| What to work on |
According to the text about Shell's Arctic drilling plan, what percentage of spilled oil does Shell claim it could recover after a Gulf-style blowout?

| Text excerpt |
Shell's Arctic Drilling Plan: Another Disaster Waiting to Happen
The Interior Department has greenlighted Royal Dutch Shell's exploration plans for offshore drilling in the Arctic Ocean after finding "no evidence" that a potential spill larger than the Exxon Valdez will "significantly affect the quality of the human environment." The decision is premised on the oil company's fantastical claims that it will be capable of recovering 90 percent of any oil that hits the water after a Gulf-style blowout.
Shell is now on track to begin Arctic drilling by next July, pending final permitting and (most likely) fierce litigation.
When BP's DeepWater Horizon rig exploded in the Gulf of Mexico last spring, Royal Dutch Shell had been poised to begin drilling in the Arctic. But the dangers of extreme oil exploration laid bare by the catastrophe made the plan politically untenable, at least in the short term. Interior suspended the issuance of Arctic drilling permits at the same time as it placed a moratorium on deepwater permitting for the Gulf.

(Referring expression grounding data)
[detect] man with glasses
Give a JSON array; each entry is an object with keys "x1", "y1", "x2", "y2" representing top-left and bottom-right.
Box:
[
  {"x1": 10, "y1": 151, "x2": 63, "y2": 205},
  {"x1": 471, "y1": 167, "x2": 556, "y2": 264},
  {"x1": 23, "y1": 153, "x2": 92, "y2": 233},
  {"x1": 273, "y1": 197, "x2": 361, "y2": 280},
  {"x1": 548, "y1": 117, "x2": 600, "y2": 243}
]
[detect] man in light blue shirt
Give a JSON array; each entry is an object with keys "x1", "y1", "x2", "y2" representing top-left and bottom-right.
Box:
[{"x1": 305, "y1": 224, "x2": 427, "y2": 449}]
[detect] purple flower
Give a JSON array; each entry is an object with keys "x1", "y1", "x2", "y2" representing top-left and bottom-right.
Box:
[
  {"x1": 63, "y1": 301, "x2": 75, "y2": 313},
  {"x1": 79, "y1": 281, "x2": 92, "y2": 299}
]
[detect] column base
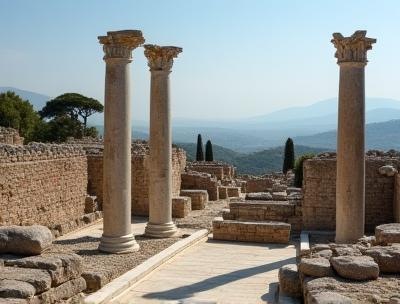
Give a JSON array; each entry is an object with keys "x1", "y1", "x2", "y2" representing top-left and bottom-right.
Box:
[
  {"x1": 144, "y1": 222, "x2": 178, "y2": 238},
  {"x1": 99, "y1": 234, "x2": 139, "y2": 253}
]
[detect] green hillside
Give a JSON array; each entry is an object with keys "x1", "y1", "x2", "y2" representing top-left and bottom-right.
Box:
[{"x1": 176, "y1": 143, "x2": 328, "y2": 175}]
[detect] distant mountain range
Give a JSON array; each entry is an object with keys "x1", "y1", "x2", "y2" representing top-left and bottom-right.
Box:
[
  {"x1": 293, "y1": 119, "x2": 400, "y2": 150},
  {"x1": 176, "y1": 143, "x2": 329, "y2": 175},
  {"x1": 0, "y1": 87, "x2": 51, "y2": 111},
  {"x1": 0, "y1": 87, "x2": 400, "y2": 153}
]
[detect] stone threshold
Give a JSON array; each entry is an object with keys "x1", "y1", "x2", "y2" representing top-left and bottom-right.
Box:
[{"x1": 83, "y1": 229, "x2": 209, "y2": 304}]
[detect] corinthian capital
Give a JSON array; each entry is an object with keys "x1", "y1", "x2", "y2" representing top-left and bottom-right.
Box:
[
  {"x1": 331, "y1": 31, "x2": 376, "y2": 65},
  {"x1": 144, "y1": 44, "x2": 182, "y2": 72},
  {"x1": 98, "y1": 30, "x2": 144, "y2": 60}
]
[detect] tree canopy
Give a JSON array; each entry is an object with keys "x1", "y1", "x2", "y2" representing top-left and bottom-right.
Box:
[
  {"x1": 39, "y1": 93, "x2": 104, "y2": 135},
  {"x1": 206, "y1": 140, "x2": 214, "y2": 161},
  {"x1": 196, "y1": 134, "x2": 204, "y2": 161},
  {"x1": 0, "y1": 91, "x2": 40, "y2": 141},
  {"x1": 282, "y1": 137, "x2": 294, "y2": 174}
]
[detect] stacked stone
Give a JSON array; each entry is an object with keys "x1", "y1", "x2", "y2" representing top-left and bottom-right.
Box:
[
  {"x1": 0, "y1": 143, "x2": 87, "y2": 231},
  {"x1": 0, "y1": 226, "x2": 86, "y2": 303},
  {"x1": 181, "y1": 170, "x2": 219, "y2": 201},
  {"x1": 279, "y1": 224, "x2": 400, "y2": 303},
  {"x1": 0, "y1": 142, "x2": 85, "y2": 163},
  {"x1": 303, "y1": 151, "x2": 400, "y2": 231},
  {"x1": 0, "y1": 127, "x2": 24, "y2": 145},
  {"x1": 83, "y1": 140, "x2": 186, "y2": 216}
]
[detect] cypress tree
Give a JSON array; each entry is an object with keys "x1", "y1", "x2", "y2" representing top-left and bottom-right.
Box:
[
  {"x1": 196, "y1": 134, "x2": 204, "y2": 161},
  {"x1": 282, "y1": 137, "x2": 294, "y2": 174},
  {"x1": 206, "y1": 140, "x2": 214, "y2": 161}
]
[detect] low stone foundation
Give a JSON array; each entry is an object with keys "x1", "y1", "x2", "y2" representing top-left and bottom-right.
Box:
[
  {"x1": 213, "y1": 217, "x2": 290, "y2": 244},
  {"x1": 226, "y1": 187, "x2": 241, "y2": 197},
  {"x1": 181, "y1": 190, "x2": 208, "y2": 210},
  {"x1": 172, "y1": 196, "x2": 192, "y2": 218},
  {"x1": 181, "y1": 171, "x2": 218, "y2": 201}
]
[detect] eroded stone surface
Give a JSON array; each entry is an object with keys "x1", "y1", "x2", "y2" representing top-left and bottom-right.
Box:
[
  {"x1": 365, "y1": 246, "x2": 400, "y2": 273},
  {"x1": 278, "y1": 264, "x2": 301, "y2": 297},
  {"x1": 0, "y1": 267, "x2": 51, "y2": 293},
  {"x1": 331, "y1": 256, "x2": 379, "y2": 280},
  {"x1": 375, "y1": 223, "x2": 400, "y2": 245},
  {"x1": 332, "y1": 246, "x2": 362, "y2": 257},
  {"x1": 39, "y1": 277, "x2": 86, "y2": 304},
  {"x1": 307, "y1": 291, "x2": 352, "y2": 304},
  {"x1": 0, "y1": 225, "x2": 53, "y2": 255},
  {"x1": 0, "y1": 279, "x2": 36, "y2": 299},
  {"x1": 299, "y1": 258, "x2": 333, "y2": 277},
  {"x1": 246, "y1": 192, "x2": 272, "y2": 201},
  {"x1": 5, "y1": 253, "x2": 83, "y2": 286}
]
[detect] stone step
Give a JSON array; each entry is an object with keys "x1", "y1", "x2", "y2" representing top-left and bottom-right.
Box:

--

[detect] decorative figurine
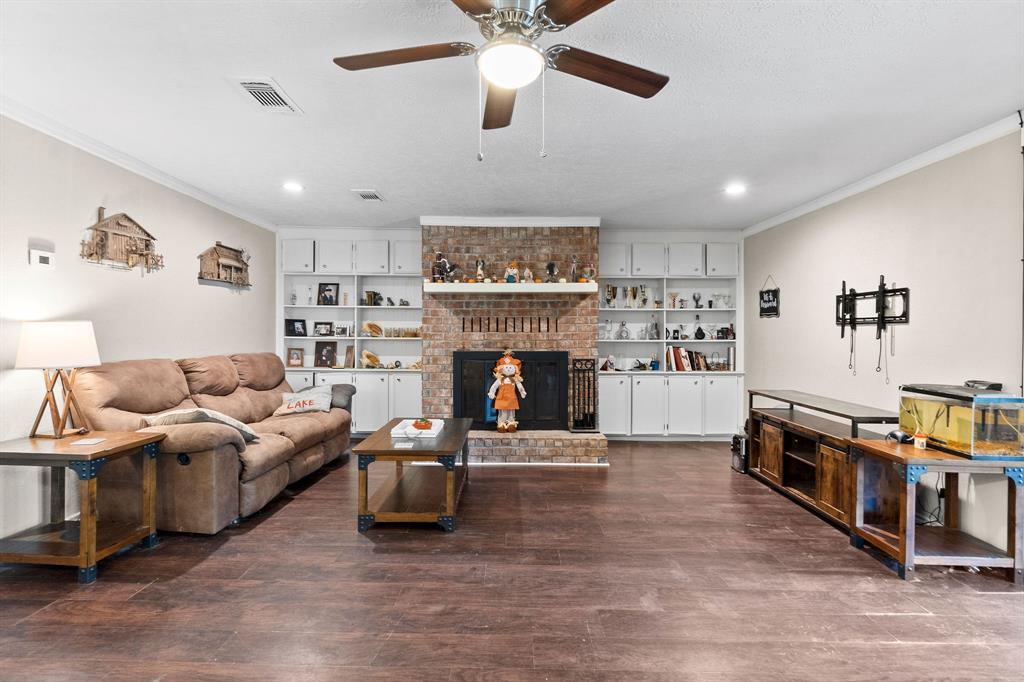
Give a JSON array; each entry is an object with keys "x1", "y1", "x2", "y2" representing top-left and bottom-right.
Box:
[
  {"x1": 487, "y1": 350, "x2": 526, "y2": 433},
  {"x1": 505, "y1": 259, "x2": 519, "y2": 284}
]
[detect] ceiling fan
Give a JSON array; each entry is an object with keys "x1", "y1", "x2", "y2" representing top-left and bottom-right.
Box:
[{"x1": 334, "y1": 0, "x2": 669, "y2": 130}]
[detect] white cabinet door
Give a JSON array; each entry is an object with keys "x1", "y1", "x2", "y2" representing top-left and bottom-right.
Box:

| Expected answer |
90 percent